+++ Passage provided +++
# ALMA reveals sequential high-mass star formation in the G9.62+0.19   complex

**Authors:** Tie Liu, John Lacy, Pak Shing Li, Ke Wang, Sheng-Li Qin, Qizhou Zhang,, Kee-Tae Kim, Guido Garay, Yuefang Wu, Diego Mardones, Qingfeng Zhu, Ken'ichi, Tatematsu, Tomoya Hirota, Zhiyuan Ren, Sheng-Yuan Liu, Huei-Ru Chen, Yu-Nung, Su, and Di Li

arXiv: 1705.04907 · 2017-11-01

## TL;DR

ALMA observations of the G9.62+0.19 complex reveal sequential high-mass star formation within a filamentary clump, showing diverse core evolutionary stages and the influence of stellar feedback on star formation processes.

## Contribution

This study provides detailed ALMA imaging of a filamentary star-forming region, highlighting sequential high-mass star formation and the impact of HII region feedback, which was not previously well characterized.

## Key findings

- Detection of 12 dense cores at various evolutionary stages.
- Identification of outflows associated with specific cores.
- Evidence of feedback from HII regions inducing sequential star formation.
+++ Data provided +++
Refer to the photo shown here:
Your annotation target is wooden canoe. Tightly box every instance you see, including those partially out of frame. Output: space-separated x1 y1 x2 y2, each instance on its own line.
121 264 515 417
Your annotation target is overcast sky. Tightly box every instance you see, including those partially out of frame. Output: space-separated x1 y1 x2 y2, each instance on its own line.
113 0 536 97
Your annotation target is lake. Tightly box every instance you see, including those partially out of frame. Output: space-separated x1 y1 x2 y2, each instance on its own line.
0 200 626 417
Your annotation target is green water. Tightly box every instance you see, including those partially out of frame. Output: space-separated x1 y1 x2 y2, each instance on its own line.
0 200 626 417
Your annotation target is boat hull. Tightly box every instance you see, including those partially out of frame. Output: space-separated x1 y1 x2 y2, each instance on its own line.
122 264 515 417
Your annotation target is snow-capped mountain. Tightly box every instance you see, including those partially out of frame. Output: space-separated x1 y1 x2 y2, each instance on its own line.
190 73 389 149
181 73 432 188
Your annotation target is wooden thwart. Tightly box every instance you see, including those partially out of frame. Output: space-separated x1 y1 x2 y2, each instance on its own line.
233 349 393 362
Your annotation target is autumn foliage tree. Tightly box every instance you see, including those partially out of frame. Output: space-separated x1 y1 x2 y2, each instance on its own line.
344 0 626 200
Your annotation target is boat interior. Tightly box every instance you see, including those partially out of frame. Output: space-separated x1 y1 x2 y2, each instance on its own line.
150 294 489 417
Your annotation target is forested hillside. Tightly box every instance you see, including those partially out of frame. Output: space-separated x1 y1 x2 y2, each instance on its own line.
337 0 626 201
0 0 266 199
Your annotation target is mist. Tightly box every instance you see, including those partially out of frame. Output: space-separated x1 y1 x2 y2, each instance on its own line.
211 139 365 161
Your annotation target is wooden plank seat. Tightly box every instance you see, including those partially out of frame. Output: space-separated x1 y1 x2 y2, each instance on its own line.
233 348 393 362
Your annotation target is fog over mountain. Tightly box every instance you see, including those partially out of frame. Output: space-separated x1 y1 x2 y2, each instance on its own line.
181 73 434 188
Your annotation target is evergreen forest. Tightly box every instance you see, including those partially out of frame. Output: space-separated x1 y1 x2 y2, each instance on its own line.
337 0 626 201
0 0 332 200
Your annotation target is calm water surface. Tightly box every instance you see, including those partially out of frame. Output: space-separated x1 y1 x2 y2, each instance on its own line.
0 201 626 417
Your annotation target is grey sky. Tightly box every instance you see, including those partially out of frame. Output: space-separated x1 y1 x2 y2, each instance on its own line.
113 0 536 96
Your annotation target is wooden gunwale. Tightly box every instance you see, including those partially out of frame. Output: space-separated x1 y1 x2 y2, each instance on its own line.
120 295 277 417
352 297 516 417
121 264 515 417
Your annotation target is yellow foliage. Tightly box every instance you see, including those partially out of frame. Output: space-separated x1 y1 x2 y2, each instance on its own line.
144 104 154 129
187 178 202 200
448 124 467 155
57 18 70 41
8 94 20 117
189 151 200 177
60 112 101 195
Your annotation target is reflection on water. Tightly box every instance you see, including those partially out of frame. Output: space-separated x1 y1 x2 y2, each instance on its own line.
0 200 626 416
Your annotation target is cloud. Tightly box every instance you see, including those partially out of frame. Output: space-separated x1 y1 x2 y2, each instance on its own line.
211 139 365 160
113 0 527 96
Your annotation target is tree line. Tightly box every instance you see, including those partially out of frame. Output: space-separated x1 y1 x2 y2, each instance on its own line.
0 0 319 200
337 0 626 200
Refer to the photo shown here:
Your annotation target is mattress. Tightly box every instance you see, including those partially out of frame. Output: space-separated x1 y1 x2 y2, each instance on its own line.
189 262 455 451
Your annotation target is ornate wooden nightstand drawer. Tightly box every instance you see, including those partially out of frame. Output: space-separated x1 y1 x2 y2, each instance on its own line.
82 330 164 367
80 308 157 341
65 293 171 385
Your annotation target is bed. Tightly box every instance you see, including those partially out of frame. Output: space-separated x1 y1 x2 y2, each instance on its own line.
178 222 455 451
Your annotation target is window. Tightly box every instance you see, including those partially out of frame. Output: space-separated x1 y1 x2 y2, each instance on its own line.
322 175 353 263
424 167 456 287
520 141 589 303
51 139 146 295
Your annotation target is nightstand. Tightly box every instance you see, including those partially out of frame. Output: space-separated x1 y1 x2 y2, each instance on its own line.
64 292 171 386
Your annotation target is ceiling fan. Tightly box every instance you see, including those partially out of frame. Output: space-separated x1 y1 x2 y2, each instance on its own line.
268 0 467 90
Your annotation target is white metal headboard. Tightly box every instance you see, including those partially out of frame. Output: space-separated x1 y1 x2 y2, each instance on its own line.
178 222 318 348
+++
- **Requirements**:
a) Please say whether each statement agrees with the G9.62+0.19 summary, answering yes or no and quoting the deciding words of the summary: (i) The study detected 12 dense cores at various evolutionary stages. (ii) The high-mass star formation takes place within a spherical clump. (iii) The impact of HII region feedback was already well characterized before this study.
b) Rewrite the records from the line with "Your annotation target is yellow" to the line with "0 200 626 416", swapping "yellow foliage" for "golden foliage" and keeping everything else the same.

- **Task answers**:
a)
(i) Yes: "Detection of 12 dense cores at various evolutionary stages."
(ii) No: "within a filamentary clump"
(iii) No: "which was not previously well characterized."

b)
Your annotation target is golden foliage. Tightly box every instance you see, including those partially out of frame. Output: space-separated x1 y1 x2 y2, each instance on its own line.
144 104 154 129
187 178 202 200
448 124 467 155
57 18 70 41
8 94 20 117
189 151 200 177
60 112 101 195
Your annotation target is reflection on water. Tightly box every instance you see, including those partially out of frame. Output: space-separated x1 y1 x2 y2, each instance on its own line.
0 200 626 416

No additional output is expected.